腰部捻挫

「脊髄の良性腫瘍」の項でも述べましたが、脊柱は合計24個の骨からなります。そのうち、5つの腰椎は、それぞれ左右に関節包につつまれた椎間関節があり、椎間板や靱帯や筋肉でつながれています。

原因

運動中に腰を無理にねじったり、中腰でものをもち上げるような不用意な動作の瞬間に、この関節包、椎間板、靱帯、筋肉などの一部が引きのばされたり、断裂したりしておこります。突然はげしい痛みにおそわれ、身動きができなくなることもあります。

この急性の腰痛症状が出た直後には、その原因を明確にすることがむずかしいので、やむを得ずギックリ腰と呼んでいます。腰部捻挫、椎間板ヘルニアの前段階、椎間板ヘルニア、骨粗鬆症による脊椎圧迫骨折などがギックリ腰のなかに入ります。

症状、診断

はげしい体動時の腰痛、腰の両わきの痛みだけで、下肢のしびれや坐骨神経痛はみられません。せきやくしゃみをすると腰に痛みがひびきます。
診断は発病の状況を参考にして痛みの原因を、半ば以上は推定するしかありません。

治療

治療は腰部捻挫の部位やギックリ腰の原因を、できるだけ区別して治療方針を決めます。しかし、急性の痛みの強い間は、もっとも痛みの少ない姿勢で1週間前後寝ていれば、たいていは楽になります。

必要に応じて圧痛部への局所麻酔薬を注射や、鎮痛消炎薬が服用されます。痛みが軽くなりしだい、コルセットをつけて歩く練習と体操療法を少しずつ始めます。無理をして早く動きすぎると、再発し慢性腰痛になる危険もあります。また、腰痛をおこしやすい動作や姿勢をさけるのは、いうまでもないことです。

• • • •

◆ **作業内容**
1. 原文の「はげしい体動時の腰痛、腰の両」から「ば、たいていは楽になります。」までを、「治療方針」を「治療計画」に置き換えて書き直すこと。
2. 原文でギックリ腰のなかに入るとされているものをすべて挙げること。

◆ **提供データ**
• • • •

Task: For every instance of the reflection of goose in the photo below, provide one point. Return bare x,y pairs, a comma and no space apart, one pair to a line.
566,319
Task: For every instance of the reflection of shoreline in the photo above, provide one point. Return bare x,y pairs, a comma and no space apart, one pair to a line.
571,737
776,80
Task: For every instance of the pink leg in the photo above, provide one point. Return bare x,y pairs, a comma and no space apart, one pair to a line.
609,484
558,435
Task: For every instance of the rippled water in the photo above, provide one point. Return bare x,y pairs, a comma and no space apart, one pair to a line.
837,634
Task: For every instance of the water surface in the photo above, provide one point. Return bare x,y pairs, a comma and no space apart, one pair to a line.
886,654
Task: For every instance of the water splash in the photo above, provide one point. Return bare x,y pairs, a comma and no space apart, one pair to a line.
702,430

• • • •

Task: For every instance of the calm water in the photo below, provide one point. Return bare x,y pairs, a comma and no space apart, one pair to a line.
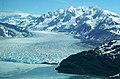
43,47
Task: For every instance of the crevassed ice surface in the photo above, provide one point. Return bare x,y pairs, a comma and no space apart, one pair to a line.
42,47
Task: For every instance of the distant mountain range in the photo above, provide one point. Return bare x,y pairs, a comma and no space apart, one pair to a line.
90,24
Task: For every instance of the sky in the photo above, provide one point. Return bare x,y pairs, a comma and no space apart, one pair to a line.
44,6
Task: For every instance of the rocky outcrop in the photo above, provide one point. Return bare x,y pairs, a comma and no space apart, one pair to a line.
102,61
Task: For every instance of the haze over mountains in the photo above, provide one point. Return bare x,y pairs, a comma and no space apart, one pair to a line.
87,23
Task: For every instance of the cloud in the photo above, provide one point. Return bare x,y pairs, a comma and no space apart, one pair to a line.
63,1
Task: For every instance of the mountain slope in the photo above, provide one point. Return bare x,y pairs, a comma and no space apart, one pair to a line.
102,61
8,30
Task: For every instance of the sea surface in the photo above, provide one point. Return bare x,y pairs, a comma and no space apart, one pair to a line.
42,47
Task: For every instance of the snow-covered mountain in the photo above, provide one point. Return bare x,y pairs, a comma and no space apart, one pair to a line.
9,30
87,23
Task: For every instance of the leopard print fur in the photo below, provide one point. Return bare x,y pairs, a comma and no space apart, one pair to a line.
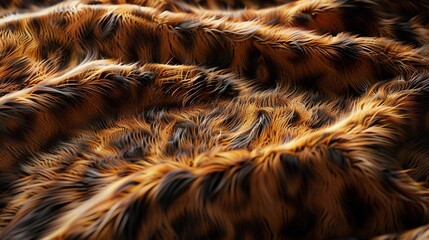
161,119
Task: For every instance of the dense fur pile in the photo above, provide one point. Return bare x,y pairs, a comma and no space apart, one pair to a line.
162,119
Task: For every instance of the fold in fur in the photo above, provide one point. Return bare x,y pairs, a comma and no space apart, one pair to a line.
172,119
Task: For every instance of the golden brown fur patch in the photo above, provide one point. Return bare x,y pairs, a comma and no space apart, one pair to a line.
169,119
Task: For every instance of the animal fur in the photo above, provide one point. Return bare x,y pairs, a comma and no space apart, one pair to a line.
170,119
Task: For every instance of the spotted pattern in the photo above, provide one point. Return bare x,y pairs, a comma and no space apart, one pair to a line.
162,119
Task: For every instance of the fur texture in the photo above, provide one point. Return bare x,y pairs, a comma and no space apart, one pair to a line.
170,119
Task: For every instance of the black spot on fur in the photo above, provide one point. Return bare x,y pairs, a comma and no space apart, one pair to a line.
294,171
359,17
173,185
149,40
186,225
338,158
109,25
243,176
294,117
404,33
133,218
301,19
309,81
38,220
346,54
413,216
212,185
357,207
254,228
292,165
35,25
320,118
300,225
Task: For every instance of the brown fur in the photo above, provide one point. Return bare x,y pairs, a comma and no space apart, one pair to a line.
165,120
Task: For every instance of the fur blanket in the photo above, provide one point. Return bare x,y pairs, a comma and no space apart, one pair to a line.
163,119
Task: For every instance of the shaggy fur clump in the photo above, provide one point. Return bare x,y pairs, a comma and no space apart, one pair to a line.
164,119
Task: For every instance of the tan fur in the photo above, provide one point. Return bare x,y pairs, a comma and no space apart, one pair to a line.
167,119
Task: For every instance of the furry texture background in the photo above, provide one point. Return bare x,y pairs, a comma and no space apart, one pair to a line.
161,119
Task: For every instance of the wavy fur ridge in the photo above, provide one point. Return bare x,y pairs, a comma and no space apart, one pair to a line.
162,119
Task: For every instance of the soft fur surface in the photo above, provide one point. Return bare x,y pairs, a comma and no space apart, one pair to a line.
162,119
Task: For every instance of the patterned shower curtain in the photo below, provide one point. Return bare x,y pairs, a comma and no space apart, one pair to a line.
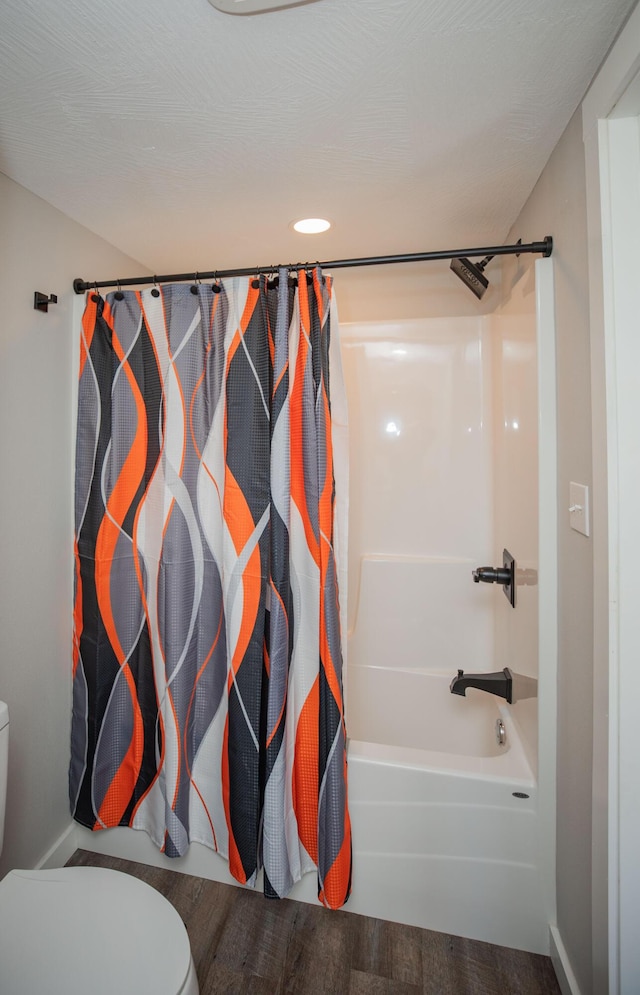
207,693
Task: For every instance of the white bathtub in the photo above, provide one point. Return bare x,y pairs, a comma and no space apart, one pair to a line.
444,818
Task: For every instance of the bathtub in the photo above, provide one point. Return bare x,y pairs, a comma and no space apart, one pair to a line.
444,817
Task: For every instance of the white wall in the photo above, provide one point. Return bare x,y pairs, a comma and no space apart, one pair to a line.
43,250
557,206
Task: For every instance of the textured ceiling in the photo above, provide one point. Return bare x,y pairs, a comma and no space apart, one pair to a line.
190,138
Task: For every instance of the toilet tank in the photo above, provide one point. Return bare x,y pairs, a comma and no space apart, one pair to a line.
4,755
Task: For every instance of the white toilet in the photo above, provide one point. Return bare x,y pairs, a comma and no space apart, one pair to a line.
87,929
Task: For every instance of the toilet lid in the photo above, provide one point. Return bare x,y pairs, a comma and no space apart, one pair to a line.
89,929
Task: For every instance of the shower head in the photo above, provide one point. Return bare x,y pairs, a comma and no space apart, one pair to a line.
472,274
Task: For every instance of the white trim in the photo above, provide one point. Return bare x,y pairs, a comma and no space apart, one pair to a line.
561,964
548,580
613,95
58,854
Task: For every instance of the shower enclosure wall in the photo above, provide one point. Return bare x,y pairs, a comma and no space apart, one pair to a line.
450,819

• • • •

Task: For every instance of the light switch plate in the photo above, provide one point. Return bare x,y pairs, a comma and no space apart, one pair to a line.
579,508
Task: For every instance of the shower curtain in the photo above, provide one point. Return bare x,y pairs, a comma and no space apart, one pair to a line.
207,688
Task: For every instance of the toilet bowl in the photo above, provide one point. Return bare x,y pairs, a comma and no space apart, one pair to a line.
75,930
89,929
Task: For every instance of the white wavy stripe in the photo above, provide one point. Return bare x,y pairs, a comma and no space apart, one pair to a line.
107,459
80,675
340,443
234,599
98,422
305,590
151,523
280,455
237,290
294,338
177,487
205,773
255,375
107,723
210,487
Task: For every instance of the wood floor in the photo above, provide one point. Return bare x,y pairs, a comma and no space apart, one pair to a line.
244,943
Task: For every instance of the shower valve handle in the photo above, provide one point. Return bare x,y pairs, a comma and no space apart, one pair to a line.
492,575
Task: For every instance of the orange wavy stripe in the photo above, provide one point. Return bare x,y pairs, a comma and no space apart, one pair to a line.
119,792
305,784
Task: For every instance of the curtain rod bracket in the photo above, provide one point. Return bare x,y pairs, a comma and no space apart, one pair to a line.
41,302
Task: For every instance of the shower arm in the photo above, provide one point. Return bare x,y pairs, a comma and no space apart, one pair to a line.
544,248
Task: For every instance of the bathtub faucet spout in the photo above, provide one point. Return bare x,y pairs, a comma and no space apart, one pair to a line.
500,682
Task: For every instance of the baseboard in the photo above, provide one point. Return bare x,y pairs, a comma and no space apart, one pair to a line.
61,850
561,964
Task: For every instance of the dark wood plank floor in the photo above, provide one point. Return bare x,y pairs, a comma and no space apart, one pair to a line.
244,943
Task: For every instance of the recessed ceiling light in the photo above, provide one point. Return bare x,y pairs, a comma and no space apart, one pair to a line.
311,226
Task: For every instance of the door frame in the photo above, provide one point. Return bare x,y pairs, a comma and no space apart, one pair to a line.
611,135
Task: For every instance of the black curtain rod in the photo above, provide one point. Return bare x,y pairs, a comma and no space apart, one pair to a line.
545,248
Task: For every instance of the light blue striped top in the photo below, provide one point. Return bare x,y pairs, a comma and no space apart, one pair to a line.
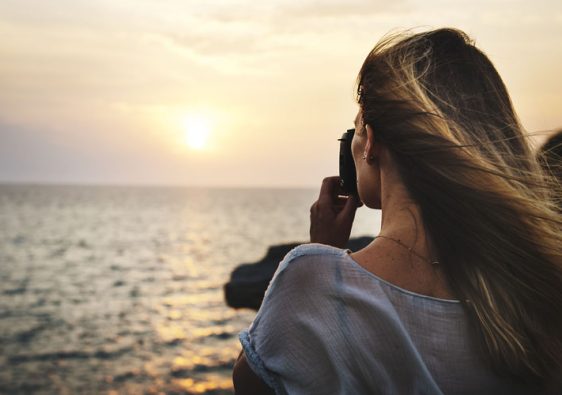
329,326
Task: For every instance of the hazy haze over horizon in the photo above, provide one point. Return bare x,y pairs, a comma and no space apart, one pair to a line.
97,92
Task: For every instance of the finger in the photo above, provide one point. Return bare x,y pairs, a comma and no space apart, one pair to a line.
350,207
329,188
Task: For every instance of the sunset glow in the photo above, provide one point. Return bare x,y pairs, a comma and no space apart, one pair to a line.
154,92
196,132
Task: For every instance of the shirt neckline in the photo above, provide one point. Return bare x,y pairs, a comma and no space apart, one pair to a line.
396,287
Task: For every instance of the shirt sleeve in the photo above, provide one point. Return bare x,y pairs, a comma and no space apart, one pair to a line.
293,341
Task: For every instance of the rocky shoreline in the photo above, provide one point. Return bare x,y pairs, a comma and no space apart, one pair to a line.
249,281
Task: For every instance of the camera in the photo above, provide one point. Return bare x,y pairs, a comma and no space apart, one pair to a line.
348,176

• • • •

◆ **解答**
1.
はげしい体動時の腰痛、腰の両わきの痛みだけで、下肢のしびれや坐骨神経痛はみられません。せきやくしゃみをすると腰に痛みがひびきます。
診断は発病の状況を参考にして痛みの原因を、半ば以上は推定するしかありません。

治療

治療は腰部捻挫の部位やギックリ腰の原因を、できるだけ区別して治療計画を決めます。しかし、急性の痛みの強い間は、もっとも痛みの少ない姿勢で1週間前後寝ていれば、たいていは楽になります。

2. 腰部捻挫、椎間板ヘルニアの前段階、椎間板ヘルニア、骨粗鬆症による脊椎圧迫骨折